Adriana Rodrigues
Psicóloga
Amar é… deixar o filho adulto fazer o próprio caminho, inclusive financeiro.
Qual pai ou mãe não sonha com um futuro feliz para seus filhos?
Queremos vê-los crescer e se tornarem adultos com autonomia, capazes de seguir a própria vida. Mas nem sempre isso acontece!
Para que o filho possa ter uma completa autonomia é preciso que ele tenha as condições de se sustentar, que seja capaz de angariar recursos suficientes para se manter.
Os cientistas do desenvolvimento consideram a entrada na vida adulta por volta dos 20 anos de idade, essa fase se encerra em torno dos 40 anos. Nesse período, a pessoa ingressa no mercado de trabalho, gera renda e se torna autônomo financeiramente.

(Uma sequência de registros)
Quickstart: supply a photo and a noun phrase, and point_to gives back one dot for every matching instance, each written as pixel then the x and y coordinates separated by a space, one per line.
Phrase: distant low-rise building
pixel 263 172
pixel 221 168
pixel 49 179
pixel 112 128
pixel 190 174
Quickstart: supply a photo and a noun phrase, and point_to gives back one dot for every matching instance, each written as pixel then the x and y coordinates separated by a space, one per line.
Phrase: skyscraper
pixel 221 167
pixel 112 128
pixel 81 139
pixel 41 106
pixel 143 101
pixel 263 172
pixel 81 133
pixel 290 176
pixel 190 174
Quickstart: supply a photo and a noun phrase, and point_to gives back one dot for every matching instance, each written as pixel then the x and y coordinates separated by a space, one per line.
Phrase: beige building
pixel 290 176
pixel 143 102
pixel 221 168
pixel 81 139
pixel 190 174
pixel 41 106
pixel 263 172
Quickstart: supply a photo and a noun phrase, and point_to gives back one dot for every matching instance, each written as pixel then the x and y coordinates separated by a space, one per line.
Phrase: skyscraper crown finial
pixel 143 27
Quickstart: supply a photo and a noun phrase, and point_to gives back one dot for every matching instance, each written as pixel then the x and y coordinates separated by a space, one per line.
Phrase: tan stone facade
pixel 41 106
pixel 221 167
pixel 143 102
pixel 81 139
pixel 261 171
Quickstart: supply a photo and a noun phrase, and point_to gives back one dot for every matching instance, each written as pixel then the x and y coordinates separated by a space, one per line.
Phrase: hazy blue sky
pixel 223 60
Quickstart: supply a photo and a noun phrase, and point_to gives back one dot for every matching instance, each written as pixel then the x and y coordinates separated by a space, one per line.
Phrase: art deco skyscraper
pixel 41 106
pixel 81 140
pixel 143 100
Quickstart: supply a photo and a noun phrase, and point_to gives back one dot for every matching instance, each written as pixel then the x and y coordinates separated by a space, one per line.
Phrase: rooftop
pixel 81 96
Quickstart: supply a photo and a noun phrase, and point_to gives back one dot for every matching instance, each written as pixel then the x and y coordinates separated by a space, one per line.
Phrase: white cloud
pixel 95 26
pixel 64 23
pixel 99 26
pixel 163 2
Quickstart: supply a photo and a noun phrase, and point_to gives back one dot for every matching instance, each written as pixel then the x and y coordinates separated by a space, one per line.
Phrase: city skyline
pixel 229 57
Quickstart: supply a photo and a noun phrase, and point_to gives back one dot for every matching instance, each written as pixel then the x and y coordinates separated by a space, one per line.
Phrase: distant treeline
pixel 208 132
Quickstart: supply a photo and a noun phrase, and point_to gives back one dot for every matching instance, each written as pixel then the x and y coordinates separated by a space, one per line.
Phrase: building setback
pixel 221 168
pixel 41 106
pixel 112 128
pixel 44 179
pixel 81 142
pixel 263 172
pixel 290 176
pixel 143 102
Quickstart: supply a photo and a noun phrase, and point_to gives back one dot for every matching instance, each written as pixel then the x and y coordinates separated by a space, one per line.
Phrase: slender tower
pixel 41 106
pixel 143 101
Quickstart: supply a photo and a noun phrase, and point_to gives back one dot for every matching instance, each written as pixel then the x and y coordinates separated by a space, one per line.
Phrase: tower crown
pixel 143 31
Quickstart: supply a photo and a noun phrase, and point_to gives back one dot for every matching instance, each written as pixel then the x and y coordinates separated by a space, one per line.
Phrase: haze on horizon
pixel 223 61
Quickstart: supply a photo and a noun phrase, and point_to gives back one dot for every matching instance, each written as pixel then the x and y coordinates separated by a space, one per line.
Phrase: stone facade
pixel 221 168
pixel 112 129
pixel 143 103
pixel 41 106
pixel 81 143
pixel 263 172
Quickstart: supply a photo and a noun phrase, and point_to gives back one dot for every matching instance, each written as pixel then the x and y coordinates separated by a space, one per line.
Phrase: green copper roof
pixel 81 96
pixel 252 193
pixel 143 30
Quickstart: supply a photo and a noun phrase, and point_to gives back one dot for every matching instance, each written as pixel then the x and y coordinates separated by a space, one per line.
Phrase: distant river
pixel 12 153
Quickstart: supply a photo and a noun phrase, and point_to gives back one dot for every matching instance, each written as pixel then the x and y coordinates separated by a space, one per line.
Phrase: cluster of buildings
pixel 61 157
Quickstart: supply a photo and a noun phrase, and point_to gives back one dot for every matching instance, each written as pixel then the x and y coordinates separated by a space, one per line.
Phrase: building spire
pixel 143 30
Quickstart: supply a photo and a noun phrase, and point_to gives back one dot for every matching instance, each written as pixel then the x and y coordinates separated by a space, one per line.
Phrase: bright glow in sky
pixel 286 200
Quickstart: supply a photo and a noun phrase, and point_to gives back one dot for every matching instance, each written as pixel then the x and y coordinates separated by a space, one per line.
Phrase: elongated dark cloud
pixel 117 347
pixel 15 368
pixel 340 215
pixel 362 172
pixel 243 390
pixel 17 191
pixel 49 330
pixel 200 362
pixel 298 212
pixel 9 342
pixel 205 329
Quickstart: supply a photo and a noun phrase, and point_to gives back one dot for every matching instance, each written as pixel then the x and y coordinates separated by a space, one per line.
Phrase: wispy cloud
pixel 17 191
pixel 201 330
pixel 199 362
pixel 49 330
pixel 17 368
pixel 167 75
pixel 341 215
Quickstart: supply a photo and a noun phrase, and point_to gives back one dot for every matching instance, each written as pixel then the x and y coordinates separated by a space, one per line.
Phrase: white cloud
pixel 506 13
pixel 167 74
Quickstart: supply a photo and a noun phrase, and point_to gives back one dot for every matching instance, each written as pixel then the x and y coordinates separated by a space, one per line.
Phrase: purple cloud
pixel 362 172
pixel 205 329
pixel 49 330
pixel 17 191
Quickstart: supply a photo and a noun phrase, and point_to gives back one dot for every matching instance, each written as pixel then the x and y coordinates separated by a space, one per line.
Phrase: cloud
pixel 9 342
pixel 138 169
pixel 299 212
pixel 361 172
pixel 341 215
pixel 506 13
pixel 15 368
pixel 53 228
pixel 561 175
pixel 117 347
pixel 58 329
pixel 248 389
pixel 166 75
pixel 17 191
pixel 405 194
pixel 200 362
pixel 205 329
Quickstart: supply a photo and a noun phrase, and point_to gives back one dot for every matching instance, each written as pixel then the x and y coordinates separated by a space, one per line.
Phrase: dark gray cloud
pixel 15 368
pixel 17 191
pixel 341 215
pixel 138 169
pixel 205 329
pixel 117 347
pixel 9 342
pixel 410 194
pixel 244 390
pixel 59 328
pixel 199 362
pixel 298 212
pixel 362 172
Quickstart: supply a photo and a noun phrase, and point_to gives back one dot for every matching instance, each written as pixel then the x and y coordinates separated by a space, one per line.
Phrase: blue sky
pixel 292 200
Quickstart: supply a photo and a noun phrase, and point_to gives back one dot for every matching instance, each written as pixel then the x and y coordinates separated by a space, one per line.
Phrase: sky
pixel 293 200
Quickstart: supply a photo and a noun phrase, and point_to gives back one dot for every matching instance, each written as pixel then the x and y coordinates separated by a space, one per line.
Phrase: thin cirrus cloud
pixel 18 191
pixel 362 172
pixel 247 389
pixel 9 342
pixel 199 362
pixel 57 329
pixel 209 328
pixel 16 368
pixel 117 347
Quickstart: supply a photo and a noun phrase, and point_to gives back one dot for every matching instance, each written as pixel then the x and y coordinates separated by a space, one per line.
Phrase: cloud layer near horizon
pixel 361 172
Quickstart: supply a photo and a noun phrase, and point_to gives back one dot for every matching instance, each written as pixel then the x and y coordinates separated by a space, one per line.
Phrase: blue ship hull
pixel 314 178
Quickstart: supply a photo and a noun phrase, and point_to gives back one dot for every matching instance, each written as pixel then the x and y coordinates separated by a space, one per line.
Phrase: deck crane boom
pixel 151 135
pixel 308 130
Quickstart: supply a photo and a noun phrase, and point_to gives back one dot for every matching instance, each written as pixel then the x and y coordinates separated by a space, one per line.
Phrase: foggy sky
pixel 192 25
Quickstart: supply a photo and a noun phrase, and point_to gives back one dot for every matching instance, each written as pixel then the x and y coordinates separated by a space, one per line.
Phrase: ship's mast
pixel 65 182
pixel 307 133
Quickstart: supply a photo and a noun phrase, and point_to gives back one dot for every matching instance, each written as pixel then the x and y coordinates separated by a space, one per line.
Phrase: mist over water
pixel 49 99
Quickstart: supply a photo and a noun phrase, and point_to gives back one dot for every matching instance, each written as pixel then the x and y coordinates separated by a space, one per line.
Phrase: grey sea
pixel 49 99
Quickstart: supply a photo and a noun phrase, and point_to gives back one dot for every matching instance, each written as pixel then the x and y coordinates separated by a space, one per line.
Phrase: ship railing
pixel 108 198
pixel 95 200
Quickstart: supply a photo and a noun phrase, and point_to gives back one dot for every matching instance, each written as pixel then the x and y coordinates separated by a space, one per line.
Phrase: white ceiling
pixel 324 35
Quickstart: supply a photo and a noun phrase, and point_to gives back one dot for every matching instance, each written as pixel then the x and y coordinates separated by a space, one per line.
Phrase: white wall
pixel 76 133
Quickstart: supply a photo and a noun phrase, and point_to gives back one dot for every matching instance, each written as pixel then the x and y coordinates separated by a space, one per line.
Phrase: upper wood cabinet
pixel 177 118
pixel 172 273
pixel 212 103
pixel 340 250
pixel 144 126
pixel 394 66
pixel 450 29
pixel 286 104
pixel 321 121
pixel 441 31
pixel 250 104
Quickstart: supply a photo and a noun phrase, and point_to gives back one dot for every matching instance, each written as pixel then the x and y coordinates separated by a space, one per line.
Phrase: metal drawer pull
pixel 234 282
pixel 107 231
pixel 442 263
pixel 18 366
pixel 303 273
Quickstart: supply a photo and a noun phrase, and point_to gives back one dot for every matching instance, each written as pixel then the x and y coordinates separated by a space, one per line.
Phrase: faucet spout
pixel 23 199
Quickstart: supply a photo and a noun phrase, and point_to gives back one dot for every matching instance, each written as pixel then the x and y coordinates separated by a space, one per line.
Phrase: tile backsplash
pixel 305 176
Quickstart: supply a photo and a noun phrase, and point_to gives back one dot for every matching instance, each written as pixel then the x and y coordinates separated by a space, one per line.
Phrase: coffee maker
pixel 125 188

- [Tarefas a fazer]
1) Extraia da listagem todas as linhas em que aparece a palavra "ship".
2) Prossiga com o texto sobre a autonomia financeira dos filhos adultos a partir da última frase apresentada.
O texto e a listagem vêm de fontes diferentes.

- [Respostas por tarefa]
1)
Phrase: blue ship hull
Phrase: ship's mast
Phrase: ship railing

2)
No entanto, por diversos motivos, o que se vê é o aumento no número de filhos adultos que continuam precisando do dinheiro dos pais para suprir suas necessidades e desejos. Quando essa situação é esporádica, em um espaço de tempo muito bem definido, não há nenhum problema, uma vez que os pais podem ajudar. Porém, quando essa ajuda perdura, podemos estar atrapalhando o próprio desenvolvimento dos filhos, tornando-os dependentes financeiros.
E quando isso acontece, é necessário que os próprios pais encarem a difícil tarefa de analisarem o próprio comportamento. Afinal, a atitude dos genitores, por mais bem intencionada, cheia de amor e cuidado, pode gerar consequências negativas para a vida dos filhos.
Pontos para refletir
Para ajudar na reflexão, eis quatro pontos que podem estar na base do problema e funcionando como uma barreira que impede a evolução natural da autonomia. Esses pontos não abarcam todas as possibilidades, são apenas alguns possíveis caminhos.
Quando se olha para a verdade, por mais dolorosa ou difícil que seja, aumentam as chances de encontrar saídas. Negar o problema ou fazer de conta que tudo está bem, não vai resolver absolutamente nada.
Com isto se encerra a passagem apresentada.